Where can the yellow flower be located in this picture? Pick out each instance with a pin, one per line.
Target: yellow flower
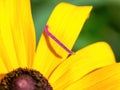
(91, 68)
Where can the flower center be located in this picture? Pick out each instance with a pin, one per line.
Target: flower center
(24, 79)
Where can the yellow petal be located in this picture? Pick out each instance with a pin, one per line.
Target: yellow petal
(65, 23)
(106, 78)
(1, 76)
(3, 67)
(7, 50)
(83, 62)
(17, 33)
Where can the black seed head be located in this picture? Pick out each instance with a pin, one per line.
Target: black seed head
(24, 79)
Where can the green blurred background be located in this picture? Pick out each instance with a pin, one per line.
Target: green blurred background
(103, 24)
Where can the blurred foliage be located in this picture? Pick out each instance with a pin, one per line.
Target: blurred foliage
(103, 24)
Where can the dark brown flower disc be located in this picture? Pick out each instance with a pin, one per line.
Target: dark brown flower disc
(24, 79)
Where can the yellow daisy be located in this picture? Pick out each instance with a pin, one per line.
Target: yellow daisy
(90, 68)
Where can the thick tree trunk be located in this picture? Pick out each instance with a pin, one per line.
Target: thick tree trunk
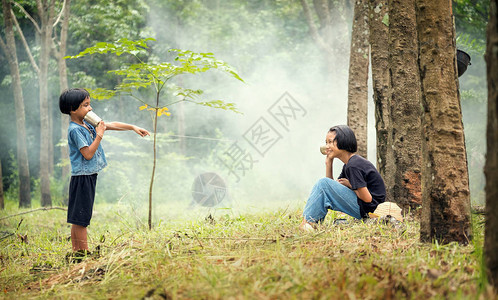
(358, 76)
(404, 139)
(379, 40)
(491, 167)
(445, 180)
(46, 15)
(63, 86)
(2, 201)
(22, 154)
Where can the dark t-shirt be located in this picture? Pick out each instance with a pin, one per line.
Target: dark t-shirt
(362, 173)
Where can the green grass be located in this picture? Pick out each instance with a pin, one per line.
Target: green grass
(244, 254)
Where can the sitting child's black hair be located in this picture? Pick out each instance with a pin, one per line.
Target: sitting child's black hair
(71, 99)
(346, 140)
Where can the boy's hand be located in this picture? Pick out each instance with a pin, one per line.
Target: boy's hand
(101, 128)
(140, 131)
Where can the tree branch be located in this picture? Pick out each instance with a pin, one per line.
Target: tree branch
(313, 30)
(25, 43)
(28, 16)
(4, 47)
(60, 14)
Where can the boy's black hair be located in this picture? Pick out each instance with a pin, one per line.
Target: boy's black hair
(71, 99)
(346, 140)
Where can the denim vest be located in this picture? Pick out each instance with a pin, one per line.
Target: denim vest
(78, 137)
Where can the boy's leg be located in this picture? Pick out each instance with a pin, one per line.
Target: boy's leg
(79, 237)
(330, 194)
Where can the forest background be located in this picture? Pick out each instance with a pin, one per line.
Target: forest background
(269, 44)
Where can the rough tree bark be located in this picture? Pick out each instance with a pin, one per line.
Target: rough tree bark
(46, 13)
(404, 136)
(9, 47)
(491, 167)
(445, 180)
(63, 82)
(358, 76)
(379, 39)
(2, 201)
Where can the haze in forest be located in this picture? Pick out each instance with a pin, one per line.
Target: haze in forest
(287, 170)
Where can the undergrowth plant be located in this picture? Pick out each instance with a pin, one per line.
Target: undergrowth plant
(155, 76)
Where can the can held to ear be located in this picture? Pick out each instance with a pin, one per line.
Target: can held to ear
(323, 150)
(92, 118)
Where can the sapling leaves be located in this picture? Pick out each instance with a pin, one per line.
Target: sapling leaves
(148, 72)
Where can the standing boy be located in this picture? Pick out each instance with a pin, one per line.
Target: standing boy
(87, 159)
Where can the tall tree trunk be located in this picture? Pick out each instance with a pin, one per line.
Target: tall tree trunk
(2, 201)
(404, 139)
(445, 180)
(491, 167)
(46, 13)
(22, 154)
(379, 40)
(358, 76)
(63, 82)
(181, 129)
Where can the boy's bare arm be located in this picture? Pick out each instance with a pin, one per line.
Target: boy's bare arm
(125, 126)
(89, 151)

* WHAT YOU WILL DO
Except for the pictures, copy every line of the records above exactly.

* EXERCISE RESULT
Where can the yellow flower be located in this picture? Pick out each instance with a pin, one per line.
Target: yellow flower
(91, 68)
Where can the flower center be located in this picture? Pick out each instance with a pin, one per line.
Target: flower center
(24, 79)
Where can the yellow petal be located in this picture? Pick out each instance with a pin, one per line.
Target: yellow petal
(65, 23)
(106, 78)
(1, 76)
(3, 67)
(7, 50)
(83, 62)
(17, 33)
Where can the black seed head be located in this picture? Pick out each instance with a pin, one per line.
Target: black seed head
(24, 79)
Where can the green blurred background be located in this picture? Pick out each instance with a pin, one per line.
Target: green blurred background
(103, 24)
Where can the blurred foliage be located in this picture? Pick out each instance with a pin, one per line.
Target: blurred foliage
(103, 24)
Where can the dark brown flower disc be located in this picture? Pick out each instance with a pin, one per line.
Target: dark brown flower disc
(24, 79)
Where can the yellow daisy be located in this picture? Pick out each instance with a pin, one per line.
Target: yellow daisy
(90, 68)
Where can the thick tree trunk be located in this picture? Pick out each instance with a pin, one per line.
Target: thick tree trunk
(358, 76)
(404, 139)
(379, 40)
(491, 167)
(445, 180)
(46, 15)
(63, 86)
(2, 201)
(22, 154)
Where can the dark t-shirt be located in this picture? Pick out each instance with a pin, one per line.
Target: dark t-shirt
(362, 173)
Where can the green grass be located in this picture? Pick out each instance with a pin, one per line.
Target: green grass
(244, 254)
Where can the sitting child's black hair be located in this picture? Pick out each instance with a pin, one per line.
Target: sitting child's black hair
(71, 99)
(346, 140)
Where can the boy's hand be located in this picture? Pick out each instance with a pin, one per line.
Target: boy's hand
(101, 128)
(140, 131)
Where can the tree branch be located in this picture? Pick out each instance with a pin, one per line.
Target: tree branch
(313, 30)
(25, 43)
(28, 16)
(4, 47)
(60, 14)
Where can the boy's black hair be located in this picture? Pick out each instance with a pin, one per line.
Target: boy's black hair
(71, 99)
(346, 140)
Where can the denim vest be located in this picture? Pick out each instance with a pin, one per line.
Target: denim vest
(78, 137)
Where can the boy's leg be located in this picture? Pick out each instance with a pin, one per line.
Target: boy's leg
(79, 237)
(330, 194)
Where can the forest background be located in this picture? Pick out each instance with a pin, one per line.
Target: forest background
(269, 44)
Where can the rough tree bark be located in this picture? Pick out each instance with a pin, one per line.
Target: rough tree bark
(46, 13)
(404, 136)
(9, 47)
(491, 167)
(445, 180)
(63, 82)
(358, 76)
(379, 39)
(2, 201)
Where can the haze in forest be located in this picture? Pick out each instance with a pin, one per line.
Target: haze in forest
(287, 170)
Where can the undergrowth plant be located in this picture? Pick out each instance with a pin, one per line.
Target: undergrowth plant
(155, 76)
Where can the can held to ear be located in this picture? Pick out each instance with a pin, one per line.
Target: can held to ear
(323, 150)
(92, 118)
Where can the sapling leaves be located in this picture? Pick out each instance with a pin, one per line.
Target: sapling leaves
(148, 72)
Where can the standing boy be located in this picture? Pick out each instance with a pin, one per line.
Target: standing boy
(87, 159)
Where can the tall tree trunk be located in this picture? Pick out each instance with a pin, one per line.
Target: tall tree trunk
(2, 201)
(404, 139)
(445, 180)
(491, 167)
(46, 13)
(22, 154)
(379, 40)
(358, 76)
(63, 82)
(181, 129)
Where can the boy's bare arm be located in this picture? Pick out each instance with a pin, one per line.
Target: boy's bare arm
(125, 126)
(89, 151)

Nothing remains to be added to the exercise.